> TRY IT: Print the full listing exactly.

> RECORDED DATA:
- Opening Delimiter -

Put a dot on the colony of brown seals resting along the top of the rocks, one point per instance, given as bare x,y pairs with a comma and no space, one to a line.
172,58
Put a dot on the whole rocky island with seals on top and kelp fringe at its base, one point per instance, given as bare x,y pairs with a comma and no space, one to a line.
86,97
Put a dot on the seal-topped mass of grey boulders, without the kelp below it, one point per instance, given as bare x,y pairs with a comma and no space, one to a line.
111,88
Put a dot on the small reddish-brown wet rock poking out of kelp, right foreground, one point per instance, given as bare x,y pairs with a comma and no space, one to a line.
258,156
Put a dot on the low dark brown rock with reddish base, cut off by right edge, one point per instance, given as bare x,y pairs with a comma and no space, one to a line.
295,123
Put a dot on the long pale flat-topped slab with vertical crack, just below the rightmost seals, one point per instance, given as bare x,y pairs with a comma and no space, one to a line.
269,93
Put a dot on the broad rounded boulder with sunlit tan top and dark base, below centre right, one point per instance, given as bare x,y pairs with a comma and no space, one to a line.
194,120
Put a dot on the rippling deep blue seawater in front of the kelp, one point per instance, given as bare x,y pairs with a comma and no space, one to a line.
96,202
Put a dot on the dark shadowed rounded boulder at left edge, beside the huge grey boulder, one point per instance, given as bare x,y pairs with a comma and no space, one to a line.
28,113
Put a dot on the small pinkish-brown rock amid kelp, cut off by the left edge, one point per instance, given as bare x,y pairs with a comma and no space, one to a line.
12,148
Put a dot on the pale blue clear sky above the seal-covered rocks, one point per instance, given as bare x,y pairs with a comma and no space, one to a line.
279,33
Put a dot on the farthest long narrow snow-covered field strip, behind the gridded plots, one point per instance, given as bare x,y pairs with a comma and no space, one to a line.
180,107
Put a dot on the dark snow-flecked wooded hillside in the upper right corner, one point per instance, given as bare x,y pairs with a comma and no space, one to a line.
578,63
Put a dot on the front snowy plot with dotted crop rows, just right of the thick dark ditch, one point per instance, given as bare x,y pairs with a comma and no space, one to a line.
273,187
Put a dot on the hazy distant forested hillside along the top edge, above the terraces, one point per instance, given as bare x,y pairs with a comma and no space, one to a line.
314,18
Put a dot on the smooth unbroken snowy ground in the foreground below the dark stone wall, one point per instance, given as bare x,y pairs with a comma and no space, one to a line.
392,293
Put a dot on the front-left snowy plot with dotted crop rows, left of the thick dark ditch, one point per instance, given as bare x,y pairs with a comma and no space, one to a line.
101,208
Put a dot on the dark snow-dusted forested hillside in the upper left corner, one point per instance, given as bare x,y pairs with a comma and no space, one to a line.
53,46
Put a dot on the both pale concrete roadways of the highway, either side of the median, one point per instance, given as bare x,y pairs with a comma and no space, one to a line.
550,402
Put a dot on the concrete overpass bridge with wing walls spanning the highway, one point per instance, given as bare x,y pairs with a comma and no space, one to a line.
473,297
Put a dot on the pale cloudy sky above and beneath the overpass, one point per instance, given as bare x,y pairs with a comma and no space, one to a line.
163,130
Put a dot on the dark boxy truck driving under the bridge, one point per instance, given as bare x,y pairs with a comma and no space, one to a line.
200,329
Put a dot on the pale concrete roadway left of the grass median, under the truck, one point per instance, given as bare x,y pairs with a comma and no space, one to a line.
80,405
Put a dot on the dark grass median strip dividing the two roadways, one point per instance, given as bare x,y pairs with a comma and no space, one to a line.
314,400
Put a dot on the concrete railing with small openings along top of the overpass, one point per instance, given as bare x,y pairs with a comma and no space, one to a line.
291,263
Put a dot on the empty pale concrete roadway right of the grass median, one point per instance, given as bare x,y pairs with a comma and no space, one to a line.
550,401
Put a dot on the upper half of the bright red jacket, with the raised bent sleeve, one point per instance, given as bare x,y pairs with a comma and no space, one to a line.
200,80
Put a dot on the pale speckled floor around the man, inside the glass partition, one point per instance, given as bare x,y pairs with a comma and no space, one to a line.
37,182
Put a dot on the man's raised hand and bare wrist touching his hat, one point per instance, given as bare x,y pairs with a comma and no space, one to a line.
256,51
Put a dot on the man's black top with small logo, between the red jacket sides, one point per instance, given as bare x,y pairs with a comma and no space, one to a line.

- Closing Delimiter -

> ANSWER TO THIS TASK:
Put a dot on the colony of brown seals resting along the top of the rocks, one point per instance, given as bare x,y pairs with a comma and no space, one to a line.
172,58
Put a dot on the whole rocky island with seals on top and kelp fringe at its base, one point per instance, given as bare x,y pairs with a comma and no space, one to a line.
86,97
Put a dot on the seal-topped mass of grey boulders, without the kelp below it, one point per instance, given as bare x,y pairs with a comma and no space, one to a line.
111,88
Put a dot on the small reddish-brown wet rock poking out of kelp, right foreground, one point per instance, given as bare x,y pairs with a comma and no space, one to a line.
258,156
Put a dot on the low dark brown rock with reddish base, cut off by right edge, one point per instance, given as bare x,y pairs with a comma and no space, one to a line.
295,123
Put a dot on the long pale flat-topped slab with vertical crack, just below the rightmost seals, one point per instance, given as bare x,y pairs with a comma and no space, one to a line.
269,93
Put a dot on the broad rounded boulder with sunlit tan top and dark base, below centre right, one point per instance, given as bare x,y pairs with a comma and no space, one to a line.
194,120
Put a dot on the rippling deep blue seawater in front of the kelp, one point per instance, given as bare x,y pairs with a comma and no space, one to a line.
96,202
Put a dot on the dark shadowed rounded boulder at left edge, beside the huge grey boulder, one point per instance, given as bare x,y pairs with a comma and no space, one to a line.
28,113
Put a dot on the small pinkish-brown rock amid kelp, cut off by the left edge, one point per instance, given as bare x,y pairs with a comma and no space, one to a line.
12,148
Put a dot on the pale blue clear sky above the seal-covered rocks, one point per instance, given as bare x,y pairs with a comma and no space, one to a line.
279,33
Put a dot on the farthest long narrow snow-covered field strip, behind the gridded plots, one point per instance, given as bare x,y pairs with a comma and no space, one to a line.
180,107
Put a dot on the dark snow-flecked wooded hillside in the upper right corner, one point per instance, given as bare x,y pairs with a comma and no space, one to a line.
578,63
Put a dot on the front snowy plot with dotted crop rows, just right of the thick dark ditch, one point per instance, given as bare x,y pairs with a comma and no space, one to a line.
273,187
Put a dot on the hazy distant forested hillside along the top edge, above the terraces, one point per instance, given as bare x,y pairs with a comma and no space, one to a line.
314,18
Put a dot on the smooth unbroken snowy ground in the foreground below the dark stone wall, one point per instance, given as bare x,y pairs with a comma and no space, one to a line.
392,293
Put a dot on the front-left snowy plot with dotted crop rows, left of the thick dark ditch, one point per instance, given as bare x,y pairs with a comma and no space, one to a line.
101,208
Put a dot on the dark snow-dusted forested hillside in the upper left corner, one point per instance, given as bare x,y pairs with a comma and no space, one to a line.
53,46
Put a dot on the both pale concrete roadways of the highway, either side of the median, one point per instance, given as bare x,y pairs with a comma and no space, one to a line.
550,402
Put a dot on the concrete overpass bridge with wing walls spanning the highway, one point per instance, given as bare x,y pairs with a comma and no space, one to a line.
473,297
Put a dot on the pale cloudy sky above and beneath the overpass, one point per instance, given as bare x,y pairs with a comma and no space, one to a line.
163,130
Put a dot on the dark boxy truck driving under the bridge, one point per instance, given as bare x,y pairs with a comma and no space, one to a line.
200,329
Put a dot on the pale concrete roadway left of the grass median, under the truck, one point per instance, given as bare x,y pairs with a comma and no space, one to a line.
80,405
Put a dot on the dark grass median strip dividing the two roadways, one point per instance, given as bare x,y pairs with a comma and no space, one to a line.
314,400
Put a dot on the concrete railing with small openings along top of the overpass, one point per instance, given as bare x,y pairs with a comma and no space, one to a line.
291,263
Put a dot on the empty pale concrete roadway right of the grass median, one point per instance, given as bare x,y pairs with a comma and no space, one to a line.
550,401
Put a dot on the upper half of the bright red jacket, with the raised bent sleeve, one point per instance, given as bare x,y pairs with a comma and no space, one to a line.
200,80
Put a dot on the pale speckled floor around the man, inside the glass partition, one point per instance, given as bare x,y pairs with a comma and no space, one to a line.
37,182
Put a dot on the man's raised hand and bare wrist touching his hat, one point per instance, given as bare x,y pairs with a comma and no space, one to a line.
256,51
Put a dot on the man's black top with small logo, between the red jacket sides, one point per instance, given as bare x,y pairs with a comma and no space, one to a line.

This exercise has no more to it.